(What the task requires):
Copy out the material word for word, from the line containing "task: segment the soccer player" through the end of the material, both ends included.

(Exercise data):
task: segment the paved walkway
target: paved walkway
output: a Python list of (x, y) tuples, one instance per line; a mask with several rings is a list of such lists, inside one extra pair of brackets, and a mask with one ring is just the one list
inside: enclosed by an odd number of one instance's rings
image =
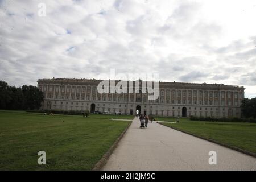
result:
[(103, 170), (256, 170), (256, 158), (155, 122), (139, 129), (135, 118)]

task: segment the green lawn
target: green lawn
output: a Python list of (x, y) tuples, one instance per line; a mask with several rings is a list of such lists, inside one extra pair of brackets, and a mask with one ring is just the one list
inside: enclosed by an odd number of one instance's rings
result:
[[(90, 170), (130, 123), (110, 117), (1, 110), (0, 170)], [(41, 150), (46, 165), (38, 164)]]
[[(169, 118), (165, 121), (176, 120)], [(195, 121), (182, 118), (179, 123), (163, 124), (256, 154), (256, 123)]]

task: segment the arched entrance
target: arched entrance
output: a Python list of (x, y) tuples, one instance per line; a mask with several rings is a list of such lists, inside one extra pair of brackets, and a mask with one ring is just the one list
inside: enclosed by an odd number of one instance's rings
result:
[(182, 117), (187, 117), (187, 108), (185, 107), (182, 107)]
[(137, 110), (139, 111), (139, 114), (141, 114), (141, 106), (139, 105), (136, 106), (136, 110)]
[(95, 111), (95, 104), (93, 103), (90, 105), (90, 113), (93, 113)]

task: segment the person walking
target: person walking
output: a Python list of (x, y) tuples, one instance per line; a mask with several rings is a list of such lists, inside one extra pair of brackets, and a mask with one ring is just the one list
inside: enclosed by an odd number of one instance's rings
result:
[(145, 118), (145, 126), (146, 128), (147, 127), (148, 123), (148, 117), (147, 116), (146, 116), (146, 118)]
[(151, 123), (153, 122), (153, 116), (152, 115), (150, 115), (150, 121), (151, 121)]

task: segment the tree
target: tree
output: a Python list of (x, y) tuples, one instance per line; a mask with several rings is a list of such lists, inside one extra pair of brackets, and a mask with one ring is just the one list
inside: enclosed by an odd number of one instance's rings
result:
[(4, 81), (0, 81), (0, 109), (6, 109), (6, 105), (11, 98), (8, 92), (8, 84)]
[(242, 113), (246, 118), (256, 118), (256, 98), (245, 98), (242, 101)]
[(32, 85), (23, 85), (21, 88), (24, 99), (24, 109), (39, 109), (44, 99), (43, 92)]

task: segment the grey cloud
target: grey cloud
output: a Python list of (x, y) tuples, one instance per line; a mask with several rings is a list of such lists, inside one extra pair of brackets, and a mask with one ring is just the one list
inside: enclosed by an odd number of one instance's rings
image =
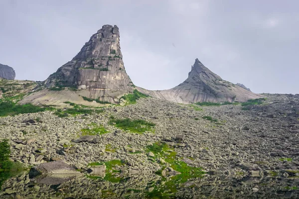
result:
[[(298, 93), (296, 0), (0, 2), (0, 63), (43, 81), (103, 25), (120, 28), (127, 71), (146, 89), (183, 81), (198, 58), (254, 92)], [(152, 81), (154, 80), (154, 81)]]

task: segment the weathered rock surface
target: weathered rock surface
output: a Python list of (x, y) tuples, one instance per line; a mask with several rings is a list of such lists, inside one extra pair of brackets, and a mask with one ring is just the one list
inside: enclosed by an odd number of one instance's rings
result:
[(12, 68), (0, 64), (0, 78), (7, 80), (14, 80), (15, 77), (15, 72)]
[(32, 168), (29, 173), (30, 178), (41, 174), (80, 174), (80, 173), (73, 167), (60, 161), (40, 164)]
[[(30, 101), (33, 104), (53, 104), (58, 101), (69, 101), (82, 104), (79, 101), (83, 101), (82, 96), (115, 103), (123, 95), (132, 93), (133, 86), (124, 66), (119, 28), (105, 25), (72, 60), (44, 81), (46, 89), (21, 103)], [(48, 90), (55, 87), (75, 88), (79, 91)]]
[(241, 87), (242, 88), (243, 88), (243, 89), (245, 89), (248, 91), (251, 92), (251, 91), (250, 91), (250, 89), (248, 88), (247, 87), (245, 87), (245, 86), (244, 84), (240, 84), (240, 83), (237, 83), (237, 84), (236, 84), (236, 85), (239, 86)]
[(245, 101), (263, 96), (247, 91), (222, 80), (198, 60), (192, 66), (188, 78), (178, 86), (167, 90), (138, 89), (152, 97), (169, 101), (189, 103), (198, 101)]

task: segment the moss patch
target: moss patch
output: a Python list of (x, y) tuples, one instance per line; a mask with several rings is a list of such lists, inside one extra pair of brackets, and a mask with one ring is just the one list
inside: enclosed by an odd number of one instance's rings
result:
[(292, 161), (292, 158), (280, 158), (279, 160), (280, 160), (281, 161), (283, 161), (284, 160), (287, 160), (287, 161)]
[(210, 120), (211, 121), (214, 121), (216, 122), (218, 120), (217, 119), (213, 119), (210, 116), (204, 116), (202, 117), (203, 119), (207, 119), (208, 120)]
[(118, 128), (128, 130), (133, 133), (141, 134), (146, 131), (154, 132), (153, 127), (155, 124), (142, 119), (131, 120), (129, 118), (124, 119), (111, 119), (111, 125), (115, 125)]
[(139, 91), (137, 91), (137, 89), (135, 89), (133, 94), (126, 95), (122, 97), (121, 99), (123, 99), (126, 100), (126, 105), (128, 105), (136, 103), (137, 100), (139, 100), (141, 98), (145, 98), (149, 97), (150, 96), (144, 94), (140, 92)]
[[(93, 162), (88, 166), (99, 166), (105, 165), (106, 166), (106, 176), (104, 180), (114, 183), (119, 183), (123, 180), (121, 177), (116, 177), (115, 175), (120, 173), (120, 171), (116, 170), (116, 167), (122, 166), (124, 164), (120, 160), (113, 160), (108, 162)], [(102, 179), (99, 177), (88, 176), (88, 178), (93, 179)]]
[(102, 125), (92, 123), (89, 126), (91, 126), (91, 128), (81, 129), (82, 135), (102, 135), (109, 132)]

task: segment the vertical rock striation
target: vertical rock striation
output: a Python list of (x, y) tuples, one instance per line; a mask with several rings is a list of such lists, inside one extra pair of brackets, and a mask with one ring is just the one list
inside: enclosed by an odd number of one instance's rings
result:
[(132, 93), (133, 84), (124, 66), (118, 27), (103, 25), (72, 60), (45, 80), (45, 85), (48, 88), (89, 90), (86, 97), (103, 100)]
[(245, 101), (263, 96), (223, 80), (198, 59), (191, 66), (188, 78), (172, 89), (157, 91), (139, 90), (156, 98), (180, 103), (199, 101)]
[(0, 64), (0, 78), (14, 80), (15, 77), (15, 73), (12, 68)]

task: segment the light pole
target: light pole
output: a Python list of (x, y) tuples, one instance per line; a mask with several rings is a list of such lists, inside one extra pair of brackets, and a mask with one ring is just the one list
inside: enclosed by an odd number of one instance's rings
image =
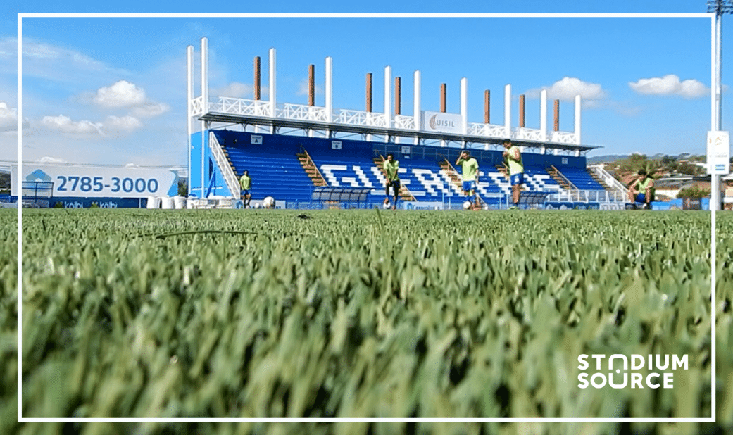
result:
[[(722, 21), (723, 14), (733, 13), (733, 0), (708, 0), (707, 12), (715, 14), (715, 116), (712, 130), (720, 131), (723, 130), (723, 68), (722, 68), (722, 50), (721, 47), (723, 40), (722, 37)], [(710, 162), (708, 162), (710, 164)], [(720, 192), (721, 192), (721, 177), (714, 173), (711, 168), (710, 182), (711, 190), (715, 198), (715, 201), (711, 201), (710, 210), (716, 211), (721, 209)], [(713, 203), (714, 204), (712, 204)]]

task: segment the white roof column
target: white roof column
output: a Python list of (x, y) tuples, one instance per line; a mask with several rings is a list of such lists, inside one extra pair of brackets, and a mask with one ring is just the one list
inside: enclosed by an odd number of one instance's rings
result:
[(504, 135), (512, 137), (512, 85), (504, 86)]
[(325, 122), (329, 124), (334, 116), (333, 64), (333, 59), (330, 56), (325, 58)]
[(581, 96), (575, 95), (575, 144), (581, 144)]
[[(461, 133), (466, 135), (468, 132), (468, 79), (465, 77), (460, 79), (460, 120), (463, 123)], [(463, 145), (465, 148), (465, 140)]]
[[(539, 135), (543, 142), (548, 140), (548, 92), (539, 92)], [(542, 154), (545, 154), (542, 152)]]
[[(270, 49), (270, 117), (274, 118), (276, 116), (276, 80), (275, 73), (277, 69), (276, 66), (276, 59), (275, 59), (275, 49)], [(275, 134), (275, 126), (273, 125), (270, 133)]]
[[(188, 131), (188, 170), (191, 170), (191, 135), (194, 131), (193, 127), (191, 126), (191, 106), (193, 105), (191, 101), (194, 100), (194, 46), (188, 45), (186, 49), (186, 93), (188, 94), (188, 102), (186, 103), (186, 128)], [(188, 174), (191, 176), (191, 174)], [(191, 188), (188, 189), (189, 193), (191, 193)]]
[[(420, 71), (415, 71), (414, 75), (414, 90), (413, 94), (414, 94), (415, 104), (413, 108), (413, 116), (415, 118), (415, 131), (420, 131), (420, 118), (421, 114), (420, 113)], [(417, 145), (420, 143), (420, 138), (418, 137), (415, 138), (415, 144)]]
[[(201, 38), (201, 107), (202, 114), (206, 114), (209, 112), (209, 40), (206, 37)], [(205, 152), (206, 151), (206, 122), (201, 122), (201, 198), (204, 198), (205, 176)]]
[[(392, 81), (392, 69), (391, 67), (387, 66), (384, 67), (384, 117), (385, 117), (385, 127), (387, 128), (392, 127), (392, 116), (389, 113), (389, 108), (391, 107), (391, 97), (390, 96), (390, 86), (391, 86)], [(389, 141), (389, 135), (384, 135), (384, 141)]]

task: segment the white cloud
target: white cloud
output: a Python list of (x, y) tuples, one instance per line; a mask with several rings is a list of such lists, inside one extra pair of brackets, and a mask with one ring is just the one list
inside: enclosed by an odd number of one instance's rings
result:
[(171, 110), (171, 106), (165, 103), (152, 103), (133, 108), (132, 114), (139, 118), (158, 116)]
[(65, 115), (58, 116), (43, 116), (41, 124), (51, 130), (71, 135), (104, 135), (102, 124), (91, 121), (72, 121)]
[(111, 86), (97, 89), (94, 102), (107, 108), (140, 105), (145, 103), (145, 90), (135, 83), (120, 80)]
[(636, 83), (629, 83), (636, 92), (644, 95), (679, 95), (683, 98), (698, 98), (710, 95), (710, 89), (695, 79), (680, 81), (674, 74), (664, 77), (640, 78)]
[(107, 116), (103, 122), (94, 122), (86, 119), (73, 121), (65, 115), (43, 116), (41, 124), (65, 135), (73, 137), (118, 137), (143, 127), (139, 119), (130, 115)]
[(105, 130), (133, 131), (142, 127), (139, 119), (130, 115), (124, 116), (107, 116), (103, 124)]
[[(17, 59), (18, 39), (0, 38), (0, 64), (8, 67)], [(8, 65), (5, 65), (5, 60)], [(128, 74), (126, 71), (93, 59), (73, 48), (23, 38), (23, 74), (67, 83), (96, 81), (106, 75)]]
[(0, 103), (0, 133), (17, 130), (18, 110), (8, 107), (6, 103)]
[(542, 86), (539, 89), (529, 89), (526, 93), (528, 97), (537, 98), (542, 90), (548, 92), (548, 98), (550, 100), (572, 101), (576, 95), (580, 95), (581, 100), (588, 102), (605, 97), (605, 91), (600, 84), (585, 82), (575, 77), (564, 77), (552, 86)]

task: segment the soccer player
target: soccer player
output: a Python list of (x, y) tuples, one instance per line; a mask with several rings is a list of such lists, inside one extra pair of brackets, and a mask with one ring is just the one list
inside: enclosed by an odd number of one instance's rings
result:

(Task response):
task: segment the soccer player
target: soccer player
output: a Python list of (x, y) tuples, one instance per line; a mask with several rings is a list of such lists, inside one extra pair of brackets, and a mask with one ring is just the one list
inside: enclosed by an odd number of one instance's rings
result:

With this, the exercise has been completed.